===== Items =====

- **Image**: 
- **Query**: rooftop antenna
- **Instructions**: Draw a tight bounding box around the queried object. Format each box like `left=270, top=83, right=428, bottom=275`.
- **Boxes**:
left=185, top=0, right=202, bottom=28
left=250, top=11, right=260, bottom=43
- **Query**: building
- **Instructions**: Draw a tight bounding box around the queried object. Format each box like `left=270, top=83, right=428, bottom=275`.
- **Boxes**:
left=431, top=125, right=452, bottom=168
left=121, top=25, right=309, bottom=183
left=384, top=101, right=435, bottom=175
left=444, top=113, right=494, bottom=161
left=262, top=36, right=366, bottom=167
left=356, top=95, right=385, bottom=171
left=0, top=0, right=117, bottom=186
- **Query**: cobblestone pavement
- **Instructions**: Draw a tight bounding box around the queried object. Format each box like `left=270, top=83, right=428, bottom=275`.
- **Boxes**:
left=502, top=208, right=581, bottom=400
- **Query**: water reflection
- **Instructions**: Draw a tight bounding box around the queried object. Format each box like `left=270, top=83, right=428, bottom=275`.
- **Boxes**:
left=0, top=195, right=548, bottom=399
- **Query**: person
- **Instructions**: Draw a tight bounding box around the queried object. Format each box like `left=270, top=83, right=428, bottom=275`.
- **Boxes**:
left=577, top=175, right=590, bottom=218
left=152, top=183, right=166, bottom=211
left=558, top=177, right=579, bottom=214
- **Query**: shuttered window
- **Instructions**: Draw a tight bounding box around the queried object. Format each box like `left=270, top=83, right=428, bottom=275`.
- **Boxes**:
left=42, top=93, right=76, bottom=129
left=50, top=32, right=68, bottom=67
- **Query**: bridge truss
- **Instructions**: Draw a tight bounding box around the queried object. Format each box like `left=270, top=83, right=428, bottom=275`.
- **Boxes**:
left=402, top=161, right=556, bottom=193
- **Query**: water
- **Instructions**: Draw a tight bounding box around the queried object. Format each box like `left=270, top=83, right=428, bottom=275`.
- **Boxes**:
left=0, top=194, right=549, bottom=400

=====

> _The exercise_
Please rescale everything from the line containing "- **Query**: water reflection" down to the line containing "left=0, top=195, right=548, bottom=399", both ends included. Repeat those lines with their requests, multiplying each box coordinate in the answers by 2.3 and rounding to whole numbers, with halves rounded up.

> _Final answer_
- **Query**: water reflection
- **Instructions**: Draw a tight bounding box around the queried object. Format each box like `left=270, top=83, right=428, bottom=275`.
- **Boxes**:
left=0, top=449, right=1260, bottom=918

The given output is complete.